• **Task to carry out**: Rescale the data below: reproduce all of it in full, but multiply each point coordinate in the answers by 2.2 and round to the nearest whole number, with halves rounding up. Leave every other number as it is.
## BEGIN Working data
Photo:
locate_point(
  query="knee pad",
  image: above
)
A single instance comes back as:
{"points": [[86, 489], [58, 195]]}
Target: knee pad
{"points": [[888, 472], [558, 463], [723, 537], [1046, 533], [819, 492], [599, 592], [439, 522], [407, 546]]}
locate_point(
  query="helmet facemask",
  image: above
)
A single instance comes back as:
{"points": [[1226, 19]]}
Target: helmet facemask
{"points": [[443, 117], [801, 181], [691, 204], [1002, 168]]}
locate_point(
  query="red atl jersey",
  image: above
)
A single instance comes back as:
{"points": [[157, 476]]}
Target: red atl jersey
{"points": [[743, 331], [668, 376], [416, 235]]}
## END Working data
• **Expected output**:
Photo:
locate_point(
  query="knee pad",
  image: above
)
A single instance comes back as:
{"points": [[86, 489], [58, 195]]}
Target: knee pad
{"points": [[1954, 1038], [1228, 1019], [1591, 1181], [2301, 1173], [1802, 1082], [1318, 1302], [966, 1148], [895, 1201]]}
locate_point(
  query="helmet facemask",
  image: above
)
A single instance comes back as:
{"points": [[1226, 19]]}
Target: helmet facemask
{"points": [[975, 257], [1762, 398], [1520, 449], [2204, 370]]}
locate_point(
  query="red atl jersey",
  image: above
)
A single instance comes back as:
{"points": [[157, 476]]}
Target: red atl jersey
{"points": [[1635, 728], [1470, 827], [915, 517]]}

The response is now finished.